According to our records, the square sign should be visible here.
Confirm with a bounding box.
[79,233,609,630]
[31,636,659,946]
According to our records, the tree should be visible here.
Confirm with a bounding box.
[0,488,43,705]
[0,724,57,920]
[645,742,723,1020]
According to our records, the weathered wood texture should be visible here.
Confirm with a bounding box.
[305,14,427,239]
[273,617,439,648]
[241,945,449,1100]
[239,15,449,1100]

▶ [Work required]: Determine the number of lines in the entries that hold the string "records"; write that number and nothing else.

▶ [Response area]: 3